- _Textabschnitt_:
◆ ◆ ◆ ◆ ◆

© JUNGE FREIHEIT Verlag GmbH & Co. www.jungefreiheit.de 49/07 30. November 2007

"Tausche Geld gegen Freiheit"
Bei Sigmundskron in der Nähe von Bozen fand vergangene Woche ein Gedenken an die größte Demonstration Südtirols vor fünfzig Jahren statt
Beatrix Madl

In diesem Monat vor fünfzig Jahren fand die größte Kundgebung in der Geschichte Südtirols statt: Auf dem Berg um das Schloß Sigmundskron bei Bozen versammelten sich am 17. November 1957 etwa 35.000 Menschen, um gegen die damalige Italienisierungspolitik zu demonstrieren. Die Regierung in Rom förderte systematisch die Ansiedlung von Italienern nördlich der Salurner Klause, indem sie Industrieanlagen errichten und Sozialwohnungen bauen ließ. "Noch offensichtlicher konnte die faschistische Majorisierungspolitik nicht fortgesetzt werden," sagte jetzt anläßlich des Gedenkens die Südtiroler Historikerin Margareth Lun. Südtirol wurde damals auch noch innerhalb der Region vom Trentino dominiert. "Los von Trient", stand deshalb auf den Plakaten. Die Bannerträger und ihre Redner, allen voran der damalige Obmann der Südtiroler Volkspartei (SVP) und spätere langjährige Landesvater, Silvius Magnago, forderten die Landesautonomie. "Die SVP wäre aufgelöst worden, wenn er 'Los von Rom' gefordert hätte", sagt heute ihr ehemaliger Generalsekretär Bruno Hosp.

◆ ◆ ◆ ◆ ◆

- _Übungsaufgaben_:
1. Wie viele Menschen kamen laut dem Textabschnitt am 17. November 1957 beim Schloss Sigmundskron zusammen?
2. Stimmen diese Aussagen mit dem Textabschnitt überein? Antworte jeweils mit Ja oder Nein und zitiere die entscheidenden Worte.
(a) Auf den Plakaten stand „Los von Trient“.
(b) Silvius Magnago war damals Generalsekretär der SVP.
(c) Die Regierung in Rom ließ Sozialwohnungen bauen.
Die Daten danach sind eigenes Material und gehören nicht zum Textabschnitt.

Lokalisierungsdaten mit einem Punkt pro Instanz
◆ ◆ ◆ ◆ ◆

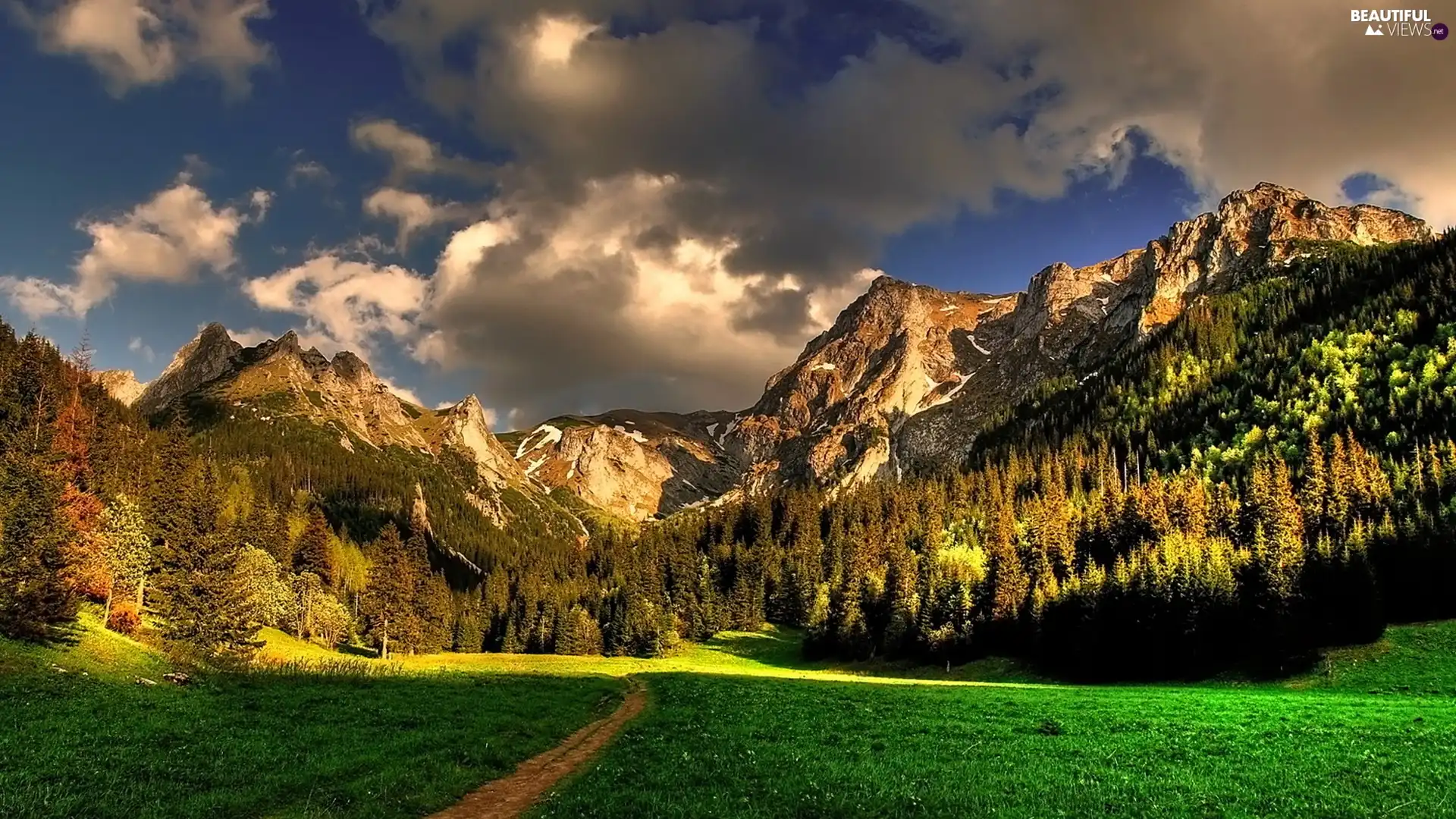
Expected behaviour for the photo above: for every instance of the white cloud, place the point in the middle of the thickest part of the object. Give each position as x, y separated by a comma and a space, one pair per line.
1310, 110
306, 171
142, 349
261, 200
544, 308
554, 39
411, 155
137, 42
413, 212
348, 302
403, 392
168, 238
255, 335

◆ ◆ ◆ ◆ ◆

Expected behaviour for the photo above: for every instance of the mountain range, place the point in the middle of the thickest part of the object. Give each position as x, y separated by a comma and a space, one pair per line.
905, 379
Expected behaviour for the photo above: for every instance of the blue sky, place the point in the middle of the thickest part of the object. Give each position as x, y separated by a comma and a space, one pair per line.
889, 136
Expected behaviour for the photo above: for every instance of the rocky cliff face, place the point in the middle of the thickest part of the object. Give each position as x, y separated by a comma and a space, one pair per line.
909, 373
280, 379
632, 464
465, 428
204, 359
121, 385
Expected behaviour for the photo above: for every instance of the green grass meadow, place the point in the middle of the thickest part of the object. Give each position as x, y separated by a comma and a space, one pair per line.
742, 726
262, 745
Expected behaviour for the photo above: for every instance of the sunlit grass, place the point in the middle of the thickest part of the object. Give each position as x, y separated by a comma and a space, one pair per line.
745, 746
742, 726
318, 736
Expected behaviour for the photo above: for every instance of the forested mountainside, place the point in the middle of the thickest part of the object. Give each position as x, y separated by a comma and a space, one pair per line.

◆ ◆ ◆ ◆ ◆

- _Die Antworten_:
1. Etwa 35.000 Menschen.

2.
(a) Ja: „"Los von Trient", stand deshalb auf den Plakaten.“
(b) Nein: „der damalige Obmann der Südtiroler Volkspartei (SVP) und spätere langjährige Landesvater, Silvius Magnago“
(c) Ja: „indem sie Industrieanlagen errichten und Sozialwohnungen bauen ließ“